╔══

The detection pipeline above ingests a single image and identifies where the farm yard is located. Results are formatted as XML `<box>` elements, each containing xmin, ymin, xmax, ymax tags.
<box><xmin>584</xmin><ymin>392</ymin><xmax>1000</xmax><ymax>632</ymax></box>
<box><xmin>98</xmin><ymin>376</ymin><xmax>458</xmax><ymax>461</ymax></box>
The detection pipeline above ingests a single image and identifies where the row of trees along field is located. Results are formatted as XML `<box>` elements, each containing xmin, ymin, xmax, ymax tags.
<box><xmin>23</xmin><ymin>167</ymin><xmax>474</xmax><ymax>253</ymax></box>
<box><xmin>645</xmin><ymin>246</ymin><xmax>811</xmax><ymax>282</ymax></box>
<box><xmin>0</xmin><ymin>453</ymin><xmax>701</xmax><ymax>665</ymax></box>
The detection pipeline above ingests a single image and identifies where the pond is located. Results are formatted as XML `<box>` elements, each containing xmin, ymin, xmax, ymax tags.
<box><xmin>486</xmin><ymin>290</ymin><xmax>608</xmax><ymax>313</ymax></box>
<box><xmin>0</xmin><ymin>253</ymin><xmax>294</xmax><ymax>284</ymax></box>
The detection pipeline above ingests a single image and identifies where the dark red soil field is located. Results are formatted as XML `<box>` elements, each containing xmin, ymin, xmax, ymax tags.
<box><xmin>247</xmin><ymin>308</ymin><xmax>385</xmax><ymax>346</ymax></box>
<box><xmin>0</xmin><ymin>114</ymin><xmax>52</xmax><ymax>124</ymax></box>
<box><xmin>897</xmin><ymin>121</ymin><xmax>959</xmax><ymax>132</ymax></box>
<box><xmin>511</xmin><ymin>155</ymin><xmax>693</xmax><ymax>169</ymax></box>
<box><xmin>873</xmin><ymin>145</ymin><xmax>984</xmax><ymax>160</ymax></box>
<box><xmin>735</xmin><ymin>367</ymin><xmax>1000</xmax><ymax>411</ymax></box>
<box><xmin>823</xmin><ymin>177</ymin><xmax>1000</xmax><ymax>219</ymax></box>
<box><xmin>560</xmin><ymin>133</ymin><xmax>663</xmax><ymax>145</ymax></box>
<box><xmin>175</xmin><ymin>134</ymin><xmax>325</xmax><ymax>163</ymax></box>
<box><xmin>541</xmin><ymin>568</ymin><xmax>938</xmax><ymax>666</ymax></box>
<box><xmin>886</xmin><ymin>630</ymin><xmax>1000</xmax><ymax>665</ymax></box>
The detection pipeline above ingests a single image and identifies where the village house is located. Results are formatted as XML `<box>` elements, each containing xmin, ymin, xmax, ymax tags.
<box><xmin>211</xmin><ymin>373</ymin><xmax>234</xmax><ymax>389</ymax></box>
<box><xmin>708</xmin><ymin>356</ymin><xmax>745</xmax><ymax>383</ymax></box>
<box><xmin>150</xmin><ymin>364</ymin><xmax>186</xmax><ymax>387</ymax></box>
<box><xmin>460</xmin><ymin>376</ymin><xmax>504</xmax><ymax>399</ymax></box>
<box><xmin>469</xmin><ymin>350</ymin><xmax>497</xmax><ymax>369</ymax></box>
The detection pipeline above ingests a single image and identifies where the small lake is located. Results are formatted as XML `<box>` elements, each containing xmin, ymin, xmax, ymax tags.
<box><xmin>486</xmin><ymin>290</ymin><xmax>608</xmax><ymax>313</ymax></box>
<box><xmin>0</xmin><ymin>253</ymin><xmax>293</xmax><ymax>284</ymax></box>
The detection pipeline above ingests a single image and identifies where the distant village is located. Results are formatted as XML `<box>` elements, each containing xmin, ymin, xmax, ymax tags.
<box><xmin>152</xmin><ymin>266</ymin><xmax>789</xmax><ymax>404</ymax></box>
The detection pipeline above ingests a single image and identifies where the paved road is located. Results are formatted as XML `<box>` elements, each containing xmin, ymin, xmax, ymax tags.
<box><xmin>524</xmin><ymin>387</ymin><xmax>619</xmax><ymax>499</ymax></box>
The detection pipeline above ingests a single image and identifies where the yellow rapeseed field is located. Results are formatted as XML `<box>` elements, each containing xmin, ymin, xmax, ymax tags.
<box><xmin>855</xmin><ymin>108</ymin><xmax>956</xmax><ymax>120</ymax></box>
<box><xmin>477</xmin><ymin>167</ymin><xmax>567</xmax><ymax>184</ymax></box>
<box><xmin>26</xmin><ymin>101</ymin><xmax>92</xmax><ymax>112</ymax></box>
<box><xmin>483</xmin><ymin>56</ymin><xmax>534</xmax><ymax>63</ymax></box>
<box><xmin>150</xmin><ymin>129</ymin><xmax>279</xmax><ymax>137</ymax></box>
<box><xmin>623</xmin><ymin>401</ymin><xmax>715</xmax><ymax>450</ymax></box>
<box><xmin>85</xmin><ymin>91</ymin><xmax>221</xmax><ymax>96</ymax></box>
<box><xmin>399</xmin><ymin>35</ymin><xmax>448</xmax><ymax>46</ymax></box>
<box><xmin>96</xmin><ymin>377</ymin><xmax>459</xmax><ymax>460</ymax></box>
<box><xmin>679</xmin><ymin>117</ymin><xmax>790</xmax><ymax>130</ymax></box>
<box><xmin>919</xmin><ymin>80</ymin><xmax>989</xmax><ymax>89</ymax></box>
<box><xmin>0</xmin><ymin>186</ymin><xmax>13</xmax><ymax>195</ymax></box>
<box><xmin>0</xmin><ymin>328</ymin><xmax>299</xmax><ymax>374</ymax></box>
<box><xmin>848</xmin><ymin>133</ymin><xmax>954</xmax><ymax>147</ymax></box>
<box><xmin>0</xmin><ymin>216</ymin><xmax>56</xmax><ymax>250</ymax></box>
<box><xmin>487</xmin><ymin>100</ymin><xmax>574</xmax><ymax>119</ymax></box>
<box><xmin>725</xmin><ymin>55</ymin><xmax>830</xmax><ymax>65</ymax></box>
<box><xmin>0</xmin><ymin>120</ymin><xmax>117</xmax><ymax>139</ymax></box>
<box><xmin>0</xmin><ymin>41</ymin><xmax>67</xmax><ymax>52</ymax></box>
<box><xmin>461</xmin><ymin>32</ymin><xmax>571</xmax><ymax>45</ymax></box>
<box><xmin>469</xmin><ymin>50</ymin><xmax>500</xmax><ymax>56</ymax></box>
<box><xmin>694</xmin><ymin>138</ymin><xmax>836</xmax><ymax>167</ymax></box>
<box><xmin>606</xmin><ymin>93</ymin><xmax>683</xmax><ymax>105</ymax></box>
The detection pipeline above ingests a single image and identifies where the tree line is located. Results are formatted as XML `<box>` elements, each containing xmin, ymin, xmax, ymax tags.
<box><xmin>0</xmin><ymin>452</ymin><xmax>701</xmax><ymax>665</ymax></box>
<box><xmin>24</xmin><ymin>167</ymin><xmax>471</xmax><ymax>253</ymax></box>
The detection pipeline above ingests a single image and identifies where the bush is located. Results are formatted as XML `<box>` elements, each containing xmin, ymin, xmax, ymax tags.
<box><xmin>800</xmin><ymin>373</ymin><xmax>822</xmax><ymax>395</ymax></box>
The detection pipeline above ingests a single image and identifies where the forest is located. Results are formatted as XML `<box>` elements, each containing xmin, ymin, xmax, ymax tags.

╚══

*Work item*
Copy all of the material word for word.

*Written answer*
The detection pipeline above ingests a single image and identifies where the farm yard is located. Results are formatted as XML `<box>` elements, each containing xmin, ymin, xmax, ymax tags.
<box><xmin>584</xmin><ymin>392</ymin><xmax>1000</xmax><ymax>632</ymax></box>
<box><xmin>98</xmin><ymin>376</ymin><xmax>458</xmax><ymax>461</ymax></box>
The detection pipeline above ingests a single image and identifies where the row of trees along field is located. Results are formatted as XML `<box>` elements, each containing xmin, ymin, xmax, ymax tags.
<box><xmin>23</xmin><ymin>167</ymin><xmax>474</xmax><ymax>253</ymax></box>
<box><xmin>645</xmin><ymin>246</ymin><xmax>811</xmax><ymax>282</ymax></box>
<box><xmin>0</xmin><ymin>453</ymin><xmax>701</xmax><ymax>665</ymax></box>
The detection pipeline above ingests a single image and identifies where the pond is located. Results are formatted as XML `<box>` elements, each containing xmin, ymin, xmax, ymax tags.
<box><xmin>486</xmin><ymin>290</ymin><xmax>608</xmax><ymax>313</ymax></box>
<box><xmin>0</xmin><ymin>253</ymin><xmax>294</xmax><ymax>284</ymax></box>
The detection pipeline above ingests a single image and identifies where the dark red soil field is located. Results are formatted as XML `<box>` elements, each containing xmin, ymin, xmax, ymax tags.
<box><xmin>247</xmin><ymin>308</ymin><xmax>385</xmax><ymax>346</ymax></box>
<box><xmin>0</xmin><ymin>114</ymin><xmax>52</xmax><ymax>124</ymax></box>
<box><xmin>897</xmin><ymin>121</ymin><xmax>959</xmax><ymax>132</ymax></box>
<box><xmin>511</xmin><ymin>155</ymin><xmax>693</xmax><ymax>169</ymax></box>
<box><xmin>873</xmin><ymin>145</ymin><xmax>984</xmax><ymax>160</ymax></box>
<box><xmin>735</xmin><ymin>367</ymin><xmax>1000</xmax><ymax>411</ymax></box>
<box><xmin>823</xmin><ymin>177</ymin><xmax>1000</xmax><ymax>219</ymax></box>
<box><xmin>560</xmin><ymin>133</ymin><xmax>663</xmax><ymax>145</ymax></box>
<box><xmin>175</xmin><ymin>134</ymin><xmax>325</xmax><ymax>163</ymax></box>
<box><xmin>541</xmin><ymin>568</ymin><xmax>938</xmax><ymax>666</ymax></box>
<box><xmin>886</xmin><ymin>630</ymin><xmax>1000</xmax><ymax>665</ymax></box>
The detection pipeline above ingests a single image and identifies where the village house is located. Results are formatted as XML `<box>` elements, each containing xmin, ymin, xmax, ymax tags.
<box><xmin>211</xmin><ymin>373</ymin><xmax>234</xmax><ymax>389</ymax></box>
<box><xmin>708</xmin><ymin>356</ymin><xmax>745</xmax><ymax>383</ymax></box>
<box><xmin>150</xmin><ymin>364</ymin><xmax>186</xmax><ymax>387</ymax></box>
<box><xmin>460</xmin><ymin>376</ymin><xmax>504</xmax><ymax>399</ymax></box>
<box><xmin>469</xmin><ymin>350</ymin><xmax>497</xmax><ymax>369</ymax></box>
The detection pipeline above ingests a single image and identifies where the small lake is located. Results are formatted as XML `<box>` elements, each containing xmin, ymin, xmax, ymax tags.
<box><xmin>486</xmin><ymin>290</ymin><xmax>608</xmax><ymax>313</ymax></box>
<box><xmin>0</xmin><ymin>253</ymin><xmax>293</xmax><ymax>284</ymax></box>
The detection pipeline above ingests a single image and identifies where the distant village is located. Results are formatted as XML `<box>` elements, each containing xmin, ymin, xmax, ymax tags.
<box><xmin>152</xmin><ymin>266</ymin><xmax>789</xmax><ymax>404</ymax></box>
The detection pipeline above ingests a single image and identifies where the paved road is located. Results are formatted as XML `<box>` elements, each containing xmin, ymin, xmax, ymax tags.
<box><xmin>524</xmin><ymin>387</ymin><xmax>619</xmax><ymax>499</ymax></box>
The detection pipeline above ingests a single image and identifies where the yellow rapeseed field is located. Results are formatted as XML `<box>` elements, each containing xmin, ymin, xmax, ymax tags.
<box><xmin>855</xmin><ymin>108</ymin><xmax>956</xmax><ymax>120</ymax></box>
<box><xmin>477</xmin><ymin>167</ymin><xmax>567</xmax><ymax>184</ymax></box>
<box><xmin>26</xmin><ymin>101</ymin><xmax>92</xmax><ymax>112</ymax></box>
<box><xmin>483</xmin><ymin>56</ymin><xmax>534</xmax><ymax>63</ymax></box>
<box><xmin>150</xmin><ymin>129</ymin><xmax>279</xmax><ymax>137</ymax></box>
<box><xmin>623</xmin><ymin>401</ymin><xmax>715</xmax><ymax>450</ymax></box>
<box><xmin>85</xmin><ymin>91</ymin><xmax>221</xmax><ymax>96</ymax></box>
<box><xmin>399</xmin><ymin>35</ymin><xmax>448</xmax><ymax>46</ymax></box>
<box><xmin>96</xmin><ymin>377</ymin><xmax>459</xmax><ymax>460</ymax></box>
<box><xmin>679</xmin><ymin>117</ymin><xmax>790</xmax><ymax>130</ymax></box>
<box><xmin>919</xmin><ymin>80</ymin><xmax>989</xmax><ymax>89</ymax></box>
<box><xmin>0</xmin><ymin>186</ymin><xmax>13</xmax><ymax>195</ymax></box>
<box><xmin>0</xmin><ymin>328</ymin><xmax>299</xmax><ymax>374</ymax></box>
<box><xmin>848</xmin><ymin>133</ymin><xmax>954</xmax><ymax>147</ymax></box>
<box><xmin>0</xmin><ymin>216</ymin><xmax>56</xmax><ymax>250</ymax></box>
<box><xmin>487</xmin><ymin>100</ymin><xmax>574</xmax><ymax>119</ymax></box>
<box><xmin>725</xmin><ymin>55</ymin><xmax>830</xmax><ymax>65</ymax></box>
<box><xmin>0</xmin><ymin>120</ymin><xmax>117</xmax><ymax>139</ymax></box>
<box><xmin>0</xmin><ymin>41</ymin><xmax>67</xmax><ymax>52</ymax></box>
<box><xmin>461</xmin><ymin>32</ymin><xmax>571</xmax><ymax>45</ymax></box>
<box><xmin>469</xmin><ymin>50</ymin><xmax>500</xmax><ymax>56</ymax></box>
<box><xmin>694</xmin><ymin>138</ymin><xmax>836</xmax><ymax>167</ymax></box>
<box><xmin>606</xmin><ymin>93</ymin><xmax>683</xmax><ymax>105</ymax></box>
The detection pipeline above ingests a single image and identifies where the tree line is located. Results are formatted as XML `<box>` elements, each containing xmin, ymin, xmax, ymax tags.
<box><xmin>0</xmin><ymin>452</ymin><xmax>701</xmax><ymax>665</ymax></box>
<box><xmin>24</xmin><ymin>167</ymin><xmax>471</xmax><ymax>253</ymax></box>
The detection pipeline above ingests a single image and identifies where the bush is located. Results are formatted as XML `<box>` elements, each containing xmin, ymin, xmax, ymax tags.
<box><xmin>800</xmin><ymin>373</ymin><xmax>822</xmax><ymax>395</ymax></box>
The detection pipeline above ingests a single image and identifies where the forest is located. Results are formatted as XML `<box>` elements, each containing xmin, ymin, xmax, ymax tags.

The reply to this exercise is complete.